- **Description of the task**
Quote all of the lines below verbatim, keeping them in their original order.

- **Task input**
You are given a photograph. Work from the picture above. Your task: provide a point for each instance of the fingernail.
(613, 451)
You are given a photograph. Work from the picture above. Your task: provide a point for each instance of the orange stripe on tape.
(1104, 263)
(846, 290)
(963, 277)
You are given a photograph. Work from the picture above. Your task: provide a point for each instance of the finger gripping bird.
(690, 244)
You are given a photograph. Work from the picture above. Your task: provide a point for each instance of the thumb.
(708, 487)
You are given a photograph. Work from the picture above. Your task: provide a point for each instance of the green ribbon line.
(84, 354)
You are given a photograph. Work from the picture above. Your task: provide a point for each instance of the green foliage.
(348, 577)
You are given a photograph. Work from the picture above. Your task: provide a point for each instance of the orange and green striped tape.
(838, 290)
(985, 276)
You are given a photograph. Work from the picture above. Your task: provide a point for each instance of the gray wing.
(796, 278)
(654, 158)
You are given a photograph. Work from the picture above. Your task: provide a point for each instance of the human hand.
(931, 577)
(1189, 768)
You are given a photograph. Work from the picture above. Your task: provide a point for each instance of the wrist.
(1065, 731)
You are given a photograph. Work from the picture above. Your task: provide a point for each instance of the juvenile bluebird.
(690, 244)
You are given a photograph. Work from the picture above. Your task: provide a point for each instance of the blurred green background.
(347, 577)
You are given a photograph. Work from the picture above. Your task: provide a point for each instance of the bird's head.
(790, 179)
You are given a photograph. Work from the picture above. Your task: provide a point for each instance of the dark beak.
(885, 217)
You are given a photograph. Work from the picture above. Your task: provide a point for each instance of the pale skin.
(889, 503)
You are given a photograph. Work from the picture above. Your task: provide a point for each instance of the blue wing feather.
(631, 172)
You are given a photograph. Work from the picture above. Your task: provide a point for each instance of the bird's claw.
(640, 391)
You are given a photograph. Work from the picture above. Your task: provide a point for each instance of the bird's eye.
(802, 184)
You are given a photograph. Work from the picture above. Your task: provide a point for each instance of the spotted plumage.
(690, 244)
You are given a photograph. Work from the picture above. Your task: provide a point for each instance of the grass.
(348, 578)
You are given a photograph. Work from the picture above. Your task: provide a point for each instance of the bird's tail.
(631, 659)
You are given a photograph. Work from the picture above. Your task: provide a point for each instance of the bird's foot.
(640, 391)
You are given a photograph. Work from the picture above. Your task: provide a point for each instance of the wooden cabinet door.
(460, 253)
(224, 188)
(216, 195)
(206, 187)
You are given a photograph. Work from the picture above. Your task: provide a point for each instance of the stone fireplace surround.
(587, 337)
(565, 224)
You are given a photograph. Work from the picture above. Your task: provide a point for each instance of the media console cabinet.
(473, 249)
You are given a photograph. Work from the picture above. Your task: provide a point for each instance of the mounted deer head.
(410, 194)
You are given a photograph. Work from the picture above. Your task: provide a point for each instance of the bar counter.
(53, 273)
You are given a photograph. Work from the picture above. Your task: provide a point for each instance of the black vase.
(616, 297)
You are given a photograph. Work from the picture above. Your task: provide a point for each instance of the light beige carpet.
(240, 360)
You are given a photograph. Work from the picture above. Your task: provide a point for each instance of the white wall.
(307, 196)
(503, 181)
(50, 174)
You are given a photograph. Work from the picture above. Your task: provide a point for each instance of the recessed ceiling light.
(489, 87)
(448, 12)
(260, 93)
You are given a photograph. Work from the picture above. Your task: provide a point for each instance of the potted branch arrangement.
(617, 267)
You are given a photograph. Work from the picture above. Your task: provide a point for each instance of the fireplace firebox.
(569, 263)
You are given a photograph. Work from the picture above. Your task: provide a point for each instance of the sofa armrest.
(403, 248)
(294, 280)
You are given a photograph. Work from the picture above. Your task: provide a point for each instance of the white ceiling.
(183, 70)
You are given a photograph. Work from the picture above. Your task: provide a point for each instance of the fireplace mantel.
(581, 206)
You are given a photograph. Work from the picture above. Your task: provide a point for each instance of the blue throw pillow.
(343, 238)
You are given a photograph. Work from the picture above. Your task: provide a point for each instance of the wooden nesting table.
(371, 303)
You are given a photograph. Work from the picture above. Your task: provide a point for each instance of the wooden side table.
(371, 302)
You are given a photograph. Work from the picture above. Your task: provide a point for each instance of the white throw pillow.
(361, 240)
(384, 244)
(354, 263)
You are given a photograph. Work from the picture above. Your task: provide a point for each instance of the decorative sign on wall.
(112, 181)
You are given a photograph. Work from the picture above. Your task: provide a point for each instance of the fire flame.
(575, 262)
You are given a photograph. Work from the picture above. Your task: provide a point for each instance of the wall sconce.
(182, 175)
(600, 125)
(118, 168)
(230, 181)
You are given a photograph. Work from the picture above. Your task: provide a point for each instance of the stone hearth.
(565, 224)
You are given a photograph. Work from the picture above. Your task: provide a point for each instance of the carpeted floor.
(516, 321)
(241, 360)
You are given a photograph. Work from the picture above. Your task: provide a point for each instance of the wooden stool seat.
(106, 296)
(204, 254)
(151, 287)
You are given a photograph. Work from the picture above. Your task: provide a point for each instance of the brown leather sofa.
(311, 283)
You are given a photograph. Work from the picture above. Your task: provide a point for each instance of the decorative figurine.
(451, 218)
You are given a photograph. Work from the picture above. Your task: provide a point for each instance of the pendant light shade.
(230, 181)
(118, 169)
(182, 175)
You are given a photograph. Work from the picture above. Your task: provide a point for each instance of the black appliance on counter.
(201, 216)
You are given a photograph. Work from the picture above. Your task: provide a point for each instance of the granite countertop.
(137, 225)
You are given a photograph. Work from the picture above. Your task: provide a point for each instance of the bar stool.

- **Finished exercise**
You are given a photograph. Work from the picture above. Your task: provide a point for each instance of the fingernail.
(613, 451)
You are given a photograph. Work from the picture above. Your task: provide a point for each instance of the orange stripe on tape.
(1104, 263)
(846, 290)
(963, 277)
You are given a photograph. Work from the picture above. Your task: provide a point for each instance of the finger gripping bird.
(690, 244)
You are given a photograph. Work from the picture above. Your task: provide a point for each instance of the thumb.
(708, 487)
You are given a photograph. Work from the picture above. Your task: provide a point for each instance of the green ribbon line.
(84, 354)
You are given a photograph. Work from the picture above. Your task: provide a point for each instance of the green foliage.
(348, 577)
You are given a photograph. Work from the picture above. Your task: provide a point for each instance of the orange and green striped tape.
(838, 290)
(985, 276)
You are given a photograph. Work from the picture above. Your task: provide a point for each instance of the gray wing.
(796, 278)
(654, 158)
You are given a photograph. Work from the picture above. Your task: provide a point for each instance of the human hand.
(931, 577)
(1189, 768)
You are given a photograph. Work from the picture above. Your task: provide a point for each instance of the wrist.
(1065, 731)
You are given a photograph. Work from the picture above. Your task: provide a point for each instance of the juvenile bluebird.
(690, 244)
You are given a photograph. Work from the picture above. Your task: provide a point for each instance of the blurred green background.
(347, 577)
You are given a photograph. Work from the picture above. Your task: provide a point for each instance of the bird's head.
(790, 179)
You are given a photograph. Work from the picture above. Your task: provide a point for each instance of the dark beak.
(885, 217)
You are given a photograph. Work from the picture above. Your task: provide a point for each instance of the pale skin.
(889, 503)
You are given a photograph. Work from the picture above. Your task: provide a point for each instance of the blue wing feather.
(631, 172)
You are given a photograph. Work from the picture above. Your task: provide a point for each instance of the bird's claw.
(640, 391)
You are given a photograph. Work from the picture above. Your task: provide a point for each instance of the bird's eye.
(802, 184)
You are given a photograph. Work from the picture above. Your task: provide a point for each instance of the spotted plumage.
(690, 244)
You are given a photograph. Work from the picture above. Your task: provide a point for each instance of the grass.
(348, 578)
You are given a photograph. Work from the picture above. Your task: provide a point for each instance of the bird's tail.
(631, 659)
You are given a photograph. Work from the picture above. Your task: provide a point for each instance of the bird's foot.
(640, 391)
You are given a photograph. Work from the picture above. Your task: provide a point for each instance of the wooden cabinet door.
(460, 253)
(224, 188)
(216, 195)
(206, 187)
You are given a photograph. Work from the picture above. Your task: provide a point for each instance of the stone fireplace surround.
(587, 337)
(565, 224)
You are given a photograph. Work from the picture above. Your task: provide a point for each instance of the media console cabinet.
(473, 249)
You are given a photograph. Work from the picture above. Your task: provide a point for each instance of the mounted deer head.
(410, 194)
You are given a photograph. Work from the picture above. Your task: provide a point for each instance of the bar counter.
(53, 273)
You are given a photograph. Work from the picture above. Your task: provide a point for each instance of the black vase.
(616, 297)
You are given a photograph. Work from the picture above. Your task: provide a point for each instance of the light beige carpet.
(240, 360)
You are given a photograph. Work from the picture above. Your task: provide a point for each instance of the white wall.
(307, 196)
(503, 181)
(50, 174)
You are given a photograph. Work from the picture above. Your task: provide a point for each instance of the recessed ceiling light.
(489, 87)
(448, 12)
(260, 93)
You are given a photograph. Work from the picture above. Your task: provide a point for each instance of the potted branch arrangement.
(617, 267)
You are given a photograph. Work from the picture above. Your task: provide a point for each instance of the fireplace firebox.
(569, 263)
You are given a photograph. Work from the picture above. Your task: provide a point for each instance of the sofa armrest.
(403, 248)
(294, 280)
You are given a photograph. Work from the picture above. Your task: provide a point for each instance of the white ceiling.
(183, 70)
You are given a photograph. Work from the picture above. Your task: provide a point for each instance of the fireplace mantel.
(581, 206)
You are given a photograph. Work from the picture above. Your task: provide a point for each instance of the blue throw pillow.
(343, 238)
You are given a photograph. Work from the picture above. Your task: provide a point for each instance of the wooden nesting table.
(371, 303)
You are given a photograph. Work from the picture above. Your task: provide a point for each instance of the wooden side table.
(371, 302)
You are given a photograph. Work from the picture above. Your task: provide a point for each instance of the white throw pillow.
(361, 240)
(384, 244)
(354, 263)
You are given a photograph. Work from the picture above. Your task: provide a point for each instance of the decorative sign on wall.
(112, 181)
You are given a photograph. Work from the picture above. Your task: provide a point for each instance of the fire flame.
(575, 262)
You are given a photograph. Work from the picture above. Your task: provide a point for each instance of the wall sconce.
(182, 175)
(600, 125)
(118, 168)
(230, 181)
You are given a photograph. Work from the picture above. Your task: provide a point for each instance of the stone hearth.
(565, 224)
You are given a photograph. Work from the picture above. Your task: provide a point for each instance of the carpeted floor.
(516, 321)
(241, 360)
You are given a photograph. Work from the picture above. Your task: provide a point for each instance of the wooden stool seat.
(106, 296)
(204, 254)
(151, 287)
You are given a photograph. Work from the picture above. Your task: provide a point for each instance of the brown leather sofa.
(311, 283)
You are given a photograph. Work from the picture above. Your task: provide a point for each instance of the decorative figurine.
(451, 218)
You are given a photograph. Work from the picture above. Your task: provide a point for each instance of the pendant light shade.
(230, 181)
(118, 169)
(182, 175)
You are given a photograph. Work from the picture above. Your task: provide a point for each instance of the black appliance on counter.
(201, 216)
You are given a photograph. Work from the picture above. Your task: provide a point for each instance of the granite countertop.
(137, 225)
You are given a photograph. Work from the picture above. Your task: provide a point for each instance of the bar stool.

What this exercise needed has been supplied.